§ **EXCERPTED PASSAGE**:
---------------
All hot air aside, Levitt explained his niche became the study of the nichest, yet fascinating, realms of data, and the people who helped unravel them.  Ultimately, though, Levitt was studying the power of incentives, and how they motivated — or didn’t — people across all walks of life.

Like the guy at the IRS who realized there weren’t really 7 million people named “Fluffy,” and how, almost overnight, 7 million people suddenly disappeared from U.S. tax rolls when the Social Security # started being required by filers in 1987 and they could no longer file their ghostly dependents!

Levitt went on to explain he wanted to become the kind of “real economist” who, when he made a mistake, could throw world markets “into convulsions.”  But of course, to be a real economist, he’d have to be good at math, so instead focused on problem sets that nobody else was interested in.

Dubner returned to the fore to explain one of those scenarios, a Yale researcher named Keith Chen who wanted to understand the impact of money in a monkey economy.

That is to say, how capuchin monkeys would react to having money introduced into their milieu (in this case, a research cage at Yale).

The hilarity of the story that ensued couldn’t possibly be done total justice in my retelling here, but know that it had the makings of a great story which you can read more about here in a New York Times article by the authors.

The long and short of it is that monkeys don’t monkey around with money much, at least not how Chen the researcher thought they might, particularly when said money interferes with what the monkeys really wanted more of (food and sex), but they did find a novel way to fit money into their Yale cage monkey business.

As Dubner explained the lesson, economists are all about measuring preferences (revealed and declared), and that the monkeys started to buy more food when the prices of the things they liked to eat most went up, not unlike people.
---------------
Stored items from a collection:

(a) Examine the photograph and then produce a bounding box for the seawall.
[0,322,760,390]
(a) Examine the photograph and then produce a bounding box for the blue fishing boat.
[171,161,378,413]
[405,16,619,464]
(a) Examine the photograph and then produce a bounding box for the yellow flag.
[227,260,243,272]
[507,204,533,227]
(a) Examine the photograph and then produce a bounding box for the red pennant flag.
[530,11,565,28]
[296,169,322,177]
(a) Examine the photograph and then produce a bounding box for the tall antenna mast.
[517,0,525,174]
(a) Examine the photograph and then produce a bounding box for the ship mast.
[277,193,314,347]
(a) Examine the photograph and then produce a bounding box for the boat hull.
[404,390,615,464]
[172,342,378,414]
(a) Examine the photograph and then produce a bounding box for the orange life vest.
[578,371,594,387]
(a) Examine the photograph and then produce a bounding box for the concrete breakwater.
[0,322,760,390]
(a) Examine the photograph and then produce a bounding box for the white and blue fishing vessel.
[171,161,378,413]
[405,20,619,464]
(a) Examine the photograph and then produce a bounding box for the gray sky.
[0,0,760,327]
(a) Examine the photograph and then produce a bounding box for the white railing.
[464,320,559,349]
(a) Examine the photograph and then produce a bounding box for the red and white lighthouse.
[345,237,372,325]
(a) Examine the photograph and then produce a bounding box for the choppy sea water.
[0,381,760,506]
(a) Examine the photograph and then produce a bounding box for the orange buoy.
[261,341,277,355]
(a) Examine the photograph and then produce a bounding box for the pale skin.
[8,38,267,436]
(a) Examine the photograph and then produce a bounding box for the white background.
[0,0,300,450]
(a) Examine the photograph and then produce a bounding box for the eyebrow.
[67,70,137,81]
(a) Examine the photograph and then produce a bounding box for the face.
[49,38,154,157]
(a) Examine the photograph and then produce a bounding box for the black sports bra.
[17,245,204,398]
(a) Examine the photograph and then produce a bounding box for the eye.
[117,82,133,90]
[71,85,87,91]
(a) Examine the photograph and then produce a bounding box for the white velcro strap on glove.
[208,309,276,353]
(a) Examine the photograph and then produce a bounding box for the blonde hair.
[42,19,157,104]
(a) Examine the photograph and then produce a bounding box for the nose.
---------------
§ **EXERCISE INSTRUCTIONS**:
• a. In the account of the Levitt and Dubner talk, what did the Yale researcher Keith Chen want to understand?
• b. Continue the account of the Levitt and Dubner talk from its last sentence.

§ **ANSWERS TO THE EXERCISE**:
• a. He wanted to understand the impact of money in a monkey economy.

• b.
Ultimately, it’s all about loss aversion, whether the loss be more food or sex.

Speaking of the latter, Levitt returned at this point to close out the session, using another anecdotal example that demonstrated the power of pricing in that most marginal of markets, prostitution.

Never one to shy away from the fringes, Levitt explained how he became acquainted with a high dollar escort in Chicago through a “mutual acquaintance” and who was interested in helping him with his research on the economics of street level escorts.

Turns out, the escort had a Palm Pilot filled with useful data for his investigation, but also came loaded with a background in computer programming and now street business savvy, and she was ultimately able to one-up Levitt when he asked her to lecture to one of his classes, charging a full $100 more per hour than her standard hourly rate, but apparently giving one of the best lectures at the University of Chicago that his students had had in their entire four year tenure.

Though it may not have said much about he and his colleagues’ teaching abilities, the story did reveal to the global IOD audience that Levitt and Dubner continue to unearth powerful data where seemingly none exist, and to relate the revealing insights behind that data in a way that gives testament to the truths and lies of the human condition.